=== Task to complete ===
Find every line in the entries that contains the string "lawn" and copy each such line. Case counts.

=== Data shown ===
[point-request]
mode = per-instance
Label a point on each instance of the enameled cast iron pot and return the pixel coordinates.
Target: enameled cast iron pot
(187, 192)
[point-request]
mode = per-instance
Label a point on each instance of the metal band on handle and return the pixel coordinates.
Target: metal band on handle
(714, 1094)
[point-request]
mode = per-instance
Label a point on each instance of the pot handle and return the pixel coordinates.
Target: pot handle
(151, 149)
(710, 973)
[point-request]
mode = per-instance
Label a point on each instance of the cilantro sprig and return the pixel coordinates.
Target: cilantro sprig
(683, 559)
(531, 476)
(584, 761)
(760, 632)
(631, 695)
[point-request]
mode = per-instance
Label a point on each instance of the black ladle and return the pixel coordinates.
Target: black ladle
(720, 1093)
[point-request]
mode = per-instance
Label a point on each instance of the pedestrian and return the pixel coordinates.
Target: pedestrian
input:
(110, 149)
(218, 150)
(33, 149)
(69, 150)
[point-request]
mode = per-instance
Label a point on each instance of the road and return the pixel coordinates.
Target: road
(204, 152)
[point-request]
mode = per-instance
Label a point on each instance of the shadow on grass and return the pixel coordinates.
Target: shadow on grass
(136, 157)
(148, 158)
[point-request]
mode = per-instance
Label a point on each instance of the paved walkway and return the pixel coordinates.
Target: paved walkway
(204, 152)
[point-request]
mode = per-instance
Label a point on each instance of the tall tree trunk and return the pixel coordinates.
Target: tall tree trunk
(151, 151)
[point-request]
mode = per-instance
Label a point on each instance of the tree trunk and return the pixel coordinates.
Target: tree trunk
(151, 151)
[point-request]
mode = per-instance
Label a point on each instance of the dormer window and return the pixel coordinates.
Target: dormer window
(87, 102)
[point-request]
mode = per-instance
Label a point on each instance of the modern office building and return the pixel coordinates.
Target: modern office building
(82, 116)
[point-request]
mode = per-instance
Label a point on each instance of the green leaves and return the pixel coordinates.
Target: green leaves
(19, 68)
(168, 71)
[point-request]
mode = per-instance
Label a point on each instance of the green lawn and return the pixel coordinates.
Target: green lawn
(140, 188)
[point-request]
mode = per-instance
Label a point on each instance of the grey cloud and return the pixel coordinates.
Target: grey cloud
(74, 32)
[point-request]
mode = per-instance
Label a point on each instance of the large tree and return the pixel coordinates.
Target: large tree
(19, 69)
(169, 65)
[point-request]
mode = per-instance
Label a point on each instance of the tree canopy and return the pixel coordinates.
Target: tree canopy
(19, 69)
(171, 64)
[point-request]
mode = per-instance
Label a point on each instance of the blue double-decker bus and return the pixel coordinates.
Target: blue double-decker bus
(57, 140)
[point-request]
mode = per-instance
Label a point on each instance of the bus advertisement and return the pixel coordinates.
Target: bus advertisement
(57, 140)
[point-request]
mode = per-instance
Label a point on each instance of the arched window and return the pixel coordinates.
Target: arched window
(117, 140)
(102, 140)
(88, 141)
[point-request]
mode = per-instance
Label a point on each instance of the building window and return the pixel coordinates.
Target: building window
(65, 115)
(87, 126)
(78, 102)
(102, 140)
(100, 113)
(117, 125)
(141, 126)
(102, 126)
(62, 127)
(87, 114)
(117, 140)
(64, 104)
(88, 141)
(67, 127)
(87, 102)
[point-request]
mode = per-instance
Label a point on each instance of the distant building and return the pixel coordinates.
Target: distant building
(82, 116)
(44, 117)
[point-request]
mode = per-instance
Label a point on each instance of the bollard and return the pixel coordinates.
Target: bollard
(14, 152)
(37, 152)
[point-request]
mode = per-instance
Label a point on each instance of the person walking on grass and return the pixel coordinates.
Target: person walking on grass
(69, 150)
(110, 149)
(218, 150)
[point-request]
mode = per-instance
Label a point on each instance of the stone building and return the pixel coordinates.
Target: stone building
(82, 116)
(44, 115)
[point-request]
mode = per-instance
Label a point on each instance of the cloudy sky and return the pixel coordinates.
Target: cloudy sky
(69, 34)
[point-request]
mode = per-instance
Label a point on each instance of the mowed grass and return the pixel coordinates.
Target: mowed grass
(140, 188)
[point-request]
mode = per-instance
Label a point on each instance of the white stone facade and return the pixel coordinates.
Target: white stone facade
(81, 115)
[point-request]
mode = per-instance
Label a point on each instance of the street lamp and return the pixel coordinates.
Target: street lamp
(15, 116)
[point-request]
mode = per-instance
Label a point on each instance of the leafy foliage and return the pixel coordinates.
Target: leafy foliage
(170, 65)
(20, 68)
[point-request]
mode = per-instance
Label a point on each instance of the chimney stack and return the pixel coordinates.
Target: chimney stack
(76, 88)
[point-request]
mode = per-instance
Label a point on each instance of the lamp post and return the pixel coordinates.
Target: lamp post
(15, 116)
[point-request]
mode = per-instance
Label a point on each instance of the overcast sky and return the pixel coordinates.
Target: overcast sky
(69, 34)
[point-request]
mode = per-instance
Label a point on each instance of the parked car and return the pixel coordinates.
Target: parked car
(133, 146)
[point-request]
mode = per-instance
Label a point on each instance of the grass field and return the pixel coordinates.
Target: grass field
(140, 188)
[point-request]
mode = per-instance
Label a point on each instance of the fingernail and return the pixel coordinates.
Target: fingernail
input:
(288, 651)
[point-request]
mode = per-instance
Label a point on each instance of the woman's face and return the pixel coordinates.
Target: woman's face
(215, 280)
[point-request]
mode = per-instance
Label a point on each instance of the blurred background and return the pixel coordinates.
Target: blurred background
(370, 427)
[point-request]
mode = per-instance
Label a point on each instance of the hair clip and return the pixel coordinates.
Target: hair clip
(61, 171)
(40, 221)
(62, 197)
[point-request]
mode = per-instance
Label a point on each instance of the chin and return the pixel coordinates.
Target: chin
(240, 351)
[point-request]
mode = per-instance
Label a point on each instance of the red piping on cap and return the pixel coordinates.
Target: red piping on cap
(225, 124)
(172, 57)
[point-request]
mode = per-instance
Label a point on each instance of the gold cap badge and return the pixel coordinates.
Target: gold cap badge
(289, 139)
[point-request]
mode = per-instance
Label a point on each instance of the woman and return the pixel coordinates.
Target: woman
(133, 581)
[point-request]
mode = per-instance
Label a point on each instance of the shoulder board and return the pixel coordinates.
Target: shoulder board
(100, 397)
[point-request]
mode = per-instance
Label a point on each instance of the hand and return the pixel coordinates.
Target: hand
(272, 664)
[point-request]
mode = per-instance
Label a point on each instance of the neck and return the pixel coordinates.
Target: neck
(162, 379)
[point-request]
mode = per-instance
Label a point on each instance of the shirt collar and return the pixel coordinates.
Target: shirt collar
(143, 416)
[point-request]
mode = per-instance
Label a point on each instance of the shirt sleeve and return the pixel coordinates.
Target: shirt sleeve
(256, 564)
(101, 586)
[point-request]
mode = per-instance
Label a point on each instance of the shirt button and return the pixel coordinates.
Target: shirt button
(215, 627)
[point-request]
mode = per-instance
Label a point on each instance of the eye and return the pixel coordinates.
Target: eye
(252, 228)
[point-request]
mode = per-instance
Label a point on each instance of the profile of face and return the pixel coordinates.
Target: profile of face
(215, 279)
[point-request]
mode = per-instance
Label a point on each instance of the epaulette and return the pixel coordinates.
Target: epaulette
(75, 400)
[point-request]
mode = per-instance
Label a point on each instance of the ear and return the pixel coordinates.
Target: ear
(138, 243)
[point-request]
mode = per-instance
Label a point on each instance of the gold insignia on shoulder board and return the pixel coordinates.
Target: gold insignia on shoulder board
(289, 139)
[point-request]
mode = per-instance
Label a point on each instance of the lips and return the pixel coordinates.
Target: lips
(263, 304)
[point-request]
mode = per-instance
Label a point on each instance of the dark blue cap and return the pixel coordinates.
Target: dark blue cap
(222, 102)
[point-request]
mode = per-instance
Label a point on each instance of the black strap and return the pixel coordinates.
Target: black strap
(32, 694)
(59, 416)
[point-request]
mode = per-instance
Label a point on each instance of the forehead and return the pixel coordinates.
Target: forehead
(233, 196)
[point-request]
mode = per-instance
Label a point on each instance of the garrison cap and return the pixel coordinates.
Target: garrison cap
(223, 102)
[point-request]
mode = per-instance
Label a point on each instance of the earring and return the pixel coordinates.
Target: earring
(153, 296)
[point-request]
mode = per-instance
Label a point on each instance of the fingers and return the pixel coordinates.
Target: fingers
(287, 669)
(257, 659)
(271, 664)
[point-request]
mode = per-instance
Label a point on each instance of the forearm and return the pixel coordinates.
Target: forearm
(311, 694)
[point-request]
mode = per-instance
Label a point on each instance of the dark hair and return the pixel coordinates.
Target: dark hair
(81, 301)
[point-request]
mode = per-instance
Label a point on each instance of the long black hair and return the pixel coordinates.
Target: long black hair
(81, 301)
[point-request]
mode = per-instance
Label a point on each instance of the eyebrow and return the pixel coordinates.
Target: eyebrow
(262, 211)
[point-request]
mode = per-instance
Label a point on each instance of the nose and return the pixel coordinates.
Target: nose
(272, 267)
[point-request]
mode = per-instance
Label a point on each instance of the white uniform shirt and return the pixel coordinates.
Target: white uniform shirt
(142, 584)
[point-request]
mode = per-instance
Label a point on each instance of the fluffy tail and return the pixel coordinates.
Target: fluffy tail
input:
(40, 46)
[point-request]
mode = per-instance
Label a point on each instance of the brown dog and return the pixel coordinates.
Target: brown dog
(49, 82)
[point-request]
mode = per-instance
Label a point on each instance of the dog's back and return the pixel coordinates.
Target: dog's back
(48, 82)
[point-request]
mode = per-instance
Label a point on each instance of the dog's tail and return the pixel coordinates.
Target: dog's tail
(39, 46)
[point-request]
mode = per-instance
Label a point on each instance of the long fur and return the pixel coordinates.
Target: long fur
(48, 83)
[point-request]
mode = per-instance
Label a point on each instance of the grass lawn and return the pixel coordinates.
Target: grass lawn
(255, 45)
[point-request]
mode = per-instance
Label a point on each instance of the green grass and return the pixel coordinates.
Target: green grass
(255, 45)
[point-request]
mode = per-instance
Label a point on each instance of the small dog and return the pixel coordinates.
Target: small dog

=== Output of the exercise ===
Label a point on each instance of the green lawn and return the pixel coordinates.
Target: green lawn
Label a point on each instance of the grass lawn and return the pixel coordinates.
Target: grass lawn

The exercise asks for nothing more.